2 – La dissonance éthique
20En psychologie sociale, les pathologies au travail telles que le stress ont fait l’objet d’observations et d’analyses de longues dates. Ces dernières décennies ont montré que le stress rencontré pouvait provenir d’une forme de tension entre le discours des directions et de leurs actions contredisant leur discours (Clot, 2010, Dejours 1999 et Le Goff, 1996 et 1999). Il existe une multitude de formes de tension psychologique, mais une attire l’attention des chercheurs : la dissonance cognitive.
21La dissonance cognitive dépeint un état de tension dans lequel se trouve une personne face à une situation ou un environnement opposés à ses croyances ou habitudes de faire ou de raisonner (Festinger, 1957). La dissonance cognitive a été formulée la première fois en tant que théorie par Léon Festinger (1957). Selon cette théorie, la dissonance apparaît quand un individu se trouve en face de deux cognitions incompatibles, par exemple fumer une cigarette en sachant que fumer cause le cancer (Gire et Williams, 2007). La dissonance résulte donc d’une tension psychologique ou d’un manque d’harmonie interne qui amènera la personne qui la vit à des actions pour réduire cette pression (Aronson, 1968). Pour y parvenir il conviendrait de supprimer un des éléments source de la dissonance (Festinger, 1957 et Gire et Williams, 2007). Les managers expérimentent de nombreuses situations génératrices de dissonances cognitives, particulièrement par rapport aux dilemmes éthiques vécus au sein des entreprises (Moser, 1988, Viswesvaran et Deshpande, 1996 et Lii, 2001).
22La dissonance éthique quant à elle, se rapporte à la théorie sur la cohérence entre notre éthique ou nos valeurs morales vis-à-vis du travail. Elle nous permet de répondre à la question suivante : comment les individus tentent d’avoir une cohérence à partir de leur éthique personnelle, de l’éthique de l’entreprise et de leurs actions pour trouver du sens à leur travail et bénéficier éventuellement d’un bien être psychologique ? S’il y a présence d’une incohérence entre l’éthique personnelle de l’individu et celle imposée par l’entreprise, il y a un fort degré de dissonance éthique.

### ENREGISTREMENTS DE DONNÉES
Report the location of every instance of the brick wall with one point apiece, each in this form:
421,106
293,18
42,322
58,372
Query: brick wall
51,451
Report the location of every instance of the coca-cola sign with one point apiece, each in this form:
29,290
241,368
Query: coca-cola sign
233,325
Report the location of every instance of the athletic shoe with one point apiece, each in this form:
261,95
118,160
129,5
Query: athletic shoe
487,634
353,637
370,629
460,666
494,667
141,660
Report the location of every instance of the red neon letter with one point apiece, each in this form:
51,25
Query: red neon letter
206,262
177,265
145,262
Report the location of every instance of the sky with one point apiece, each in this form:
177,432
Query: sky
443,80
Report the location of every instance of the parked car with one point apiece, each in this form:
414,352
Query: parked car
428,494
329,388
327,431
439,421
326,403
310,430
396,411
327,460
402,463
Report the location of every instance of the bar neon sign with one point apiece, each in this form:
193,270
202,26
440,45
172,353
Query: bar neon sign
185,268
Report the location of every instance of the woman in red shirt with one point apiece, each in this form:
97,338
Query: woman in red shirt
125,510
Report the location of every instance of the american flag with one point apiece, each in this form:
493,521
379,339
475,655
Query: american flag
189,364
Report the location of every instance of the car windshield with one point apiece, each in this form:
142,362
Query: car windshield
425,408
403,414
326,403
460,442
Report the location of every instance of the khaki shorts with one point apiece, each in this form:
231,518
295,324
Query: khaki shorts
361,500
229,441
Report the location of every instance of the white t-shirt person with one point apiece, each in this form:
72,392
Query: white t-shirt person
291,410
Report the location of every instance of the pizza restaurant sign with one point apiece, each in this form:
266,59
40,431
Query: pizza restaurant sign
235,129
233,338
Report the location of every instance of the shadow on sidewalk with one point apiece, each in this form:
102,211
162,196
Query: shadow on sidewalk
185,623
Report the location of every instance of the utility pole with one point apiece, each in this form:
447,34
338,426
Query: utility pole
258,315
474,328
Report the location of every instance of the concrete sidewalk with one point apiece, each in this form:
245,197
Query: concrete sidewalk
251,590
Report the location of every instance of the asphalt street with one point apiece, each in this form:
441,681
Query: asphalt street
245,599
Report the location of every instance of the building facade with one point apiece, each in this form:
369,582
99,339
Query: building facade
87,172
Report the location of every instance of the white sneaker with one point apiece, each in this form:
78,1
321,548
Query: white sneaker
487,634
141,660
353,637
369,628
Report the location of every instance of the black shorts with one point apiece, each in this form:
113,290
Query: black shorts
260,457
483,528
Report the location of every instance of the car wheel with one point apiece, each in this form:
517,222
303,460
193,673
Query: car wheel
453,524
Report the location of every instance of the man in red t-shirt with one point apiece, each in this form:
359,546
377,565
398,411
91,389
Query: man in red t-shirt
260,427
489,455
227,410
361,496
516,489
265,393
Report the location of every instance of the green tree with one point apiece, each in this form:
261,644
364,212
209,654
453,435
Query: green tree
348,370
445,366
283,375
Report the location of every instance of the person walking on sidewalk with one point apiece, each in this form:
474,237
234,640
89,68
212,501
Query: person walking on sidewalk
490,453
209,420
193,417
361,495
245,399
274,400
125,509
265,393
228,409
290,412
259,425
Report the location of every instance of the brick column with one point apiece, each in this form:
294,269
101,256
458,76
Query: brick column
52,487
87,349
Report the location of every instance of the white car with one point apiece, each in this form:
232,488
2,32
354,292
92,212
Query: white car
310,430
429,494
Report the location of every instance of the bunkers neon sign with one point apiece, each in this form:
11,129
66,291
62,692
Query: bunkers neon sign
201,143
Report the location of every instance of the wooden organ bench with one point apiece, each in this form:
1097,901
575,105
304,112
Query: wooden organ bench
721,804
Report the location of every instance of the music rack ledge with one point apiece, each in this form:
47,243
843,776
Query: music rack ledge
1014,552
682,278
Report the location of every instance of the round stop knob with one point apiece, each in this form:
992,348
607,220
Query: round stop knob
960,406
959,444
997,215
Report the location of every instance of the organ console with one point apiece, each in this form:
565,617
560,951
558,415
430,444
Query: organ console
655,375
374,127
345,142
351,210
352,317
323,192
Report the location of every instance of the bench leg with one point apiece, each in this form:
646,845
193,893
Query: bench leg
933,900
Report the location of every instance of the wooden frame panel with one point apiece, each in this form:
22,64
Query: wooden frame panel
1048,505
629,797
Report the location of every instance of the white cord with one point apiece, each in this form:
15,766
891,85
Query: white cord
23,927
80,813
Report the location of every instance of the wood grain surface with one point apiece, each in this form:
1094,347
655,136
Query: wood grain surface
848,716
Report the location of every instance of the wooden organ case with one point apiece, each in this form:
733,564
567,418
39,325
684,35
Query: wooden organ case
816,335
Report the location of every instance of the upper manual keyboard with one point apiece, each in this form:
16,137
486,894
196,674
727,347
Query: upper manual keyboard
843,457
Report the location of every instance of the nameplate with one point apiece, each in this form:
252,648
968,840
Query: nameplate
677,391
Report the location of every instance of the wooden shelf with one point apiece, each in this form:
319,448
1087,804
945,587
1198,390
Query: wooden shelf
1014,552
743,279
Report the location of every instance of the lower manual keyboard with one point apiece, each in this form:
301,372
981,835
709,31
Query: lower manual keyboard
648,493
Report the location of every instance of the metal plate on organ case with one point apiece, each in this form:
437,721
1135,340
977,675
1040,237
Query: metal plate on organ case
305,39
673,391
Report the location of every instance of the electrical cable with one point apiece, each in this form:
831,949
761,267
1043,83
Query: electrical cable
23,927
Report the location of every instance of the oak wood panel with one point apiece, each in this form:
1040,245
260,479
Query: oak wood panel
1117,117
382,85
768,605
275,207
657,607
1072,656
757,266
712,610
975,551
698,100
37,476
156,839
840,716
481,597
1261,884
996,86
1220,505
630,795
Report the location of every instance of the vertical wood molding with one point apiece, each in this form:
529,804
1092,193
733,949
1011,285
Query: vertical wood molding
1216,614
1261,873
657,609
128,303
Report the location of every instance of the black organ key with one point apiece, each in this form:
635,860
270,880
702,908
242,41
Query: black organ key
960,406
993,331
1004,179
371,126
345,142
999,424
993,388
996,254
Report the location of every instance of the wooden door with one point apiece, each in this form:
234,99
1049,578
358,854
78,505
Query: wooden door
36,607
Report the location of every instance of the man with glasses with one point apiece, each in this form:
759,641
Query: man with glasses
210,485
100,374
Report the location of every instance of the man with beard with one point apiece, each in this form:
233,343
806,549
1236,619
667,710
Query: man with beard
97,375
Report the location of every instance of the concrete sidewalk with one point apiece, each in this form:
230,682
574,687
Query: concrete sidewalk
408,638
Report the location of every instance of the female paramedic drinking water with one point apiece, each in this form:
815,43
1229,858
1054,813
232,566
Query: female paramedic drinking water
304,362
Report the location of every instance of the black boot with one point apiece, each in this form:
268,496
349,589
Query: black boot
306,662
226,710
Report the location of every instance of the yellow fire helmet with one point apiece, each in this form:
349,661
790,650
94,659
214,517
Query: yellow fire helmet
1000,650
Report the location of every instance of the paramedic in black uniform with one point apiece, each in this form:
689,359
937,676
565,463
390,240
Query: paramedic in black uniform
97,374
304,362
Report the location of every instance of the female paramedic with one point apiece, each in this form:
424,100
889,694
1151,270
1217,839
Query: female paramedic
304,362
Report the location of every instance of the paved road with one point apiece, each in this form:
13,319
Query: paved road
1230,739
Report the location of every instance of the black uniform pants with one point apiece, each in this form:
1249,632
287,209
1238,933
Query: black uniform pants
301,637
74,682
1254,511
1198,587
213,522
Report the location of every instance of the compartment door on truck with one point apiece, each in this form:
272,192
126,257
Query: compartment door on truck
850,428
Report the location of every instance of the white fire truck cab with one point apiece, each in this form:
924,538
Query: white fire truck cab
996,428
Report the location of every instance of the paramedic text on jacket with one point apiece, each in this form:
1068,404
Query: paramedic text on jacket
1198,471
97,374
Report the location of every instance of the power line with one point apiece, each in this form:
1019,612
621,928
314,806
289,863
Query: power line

### EXERCICES
1 - Modifiez le passage du texte sur la dissonance éthique compris entre « 2 – La dissonance » et « la dissonance cognitive. » inclus, en remplaçant « stress » par « surmenage ».
2 - Relevez tous les noms d'auteurs cités dans le paragraphe du texte sur la dissonance éthique qui commence par « La dissonance cognitive dépeint ».
3 - Répondez aux questions suivantes d'après le texte sur la dissonance éthique.
(a) Par qui la dissonance cognitive a-t-elle été formulée pour la première fois en tant que théorie ?
(b) Quel exemple de deux cognitions incompatibles le texte donne-t-il ?
(c) Dans quel cas y a-t-il un fort degré de dissonance éthique ?
Les enregistrements constituent un matériau indépendant du texte sur la dissonance éthique.

### CORRIGÉ
1 -
2 – La dissonance éthique
20En psychologie sociale, les pathologies au travail telles que le surmenage ont fait l’objet d’observations et d’analyses de longues dates. Ces dernières décennies ont montré que le surmenage rencontré pouvait provenir d’une forme de tension entre le discours des directions et de leurs actions contredisant leur discours (Clot, 2010, Dejours 1999 et Le Goff, 1996 et 1999). Il existe une multitude de formes de tension psychologique, mais une attire l’attention des chercheurs : la dissonance cognitive.

2 - Festinger, Gire, Williams, Aronson, Moser, Viswesvaran, Deshpande, Lii

3 -
(a) Par Léon Festinger, en 1957.
(b) Fumer une cigarette en sachant que fumer cause le cancer.
(c) Quand il y a une incohérence entre l'éthique personnelle de l'individu et celle imposée par l'entreprise.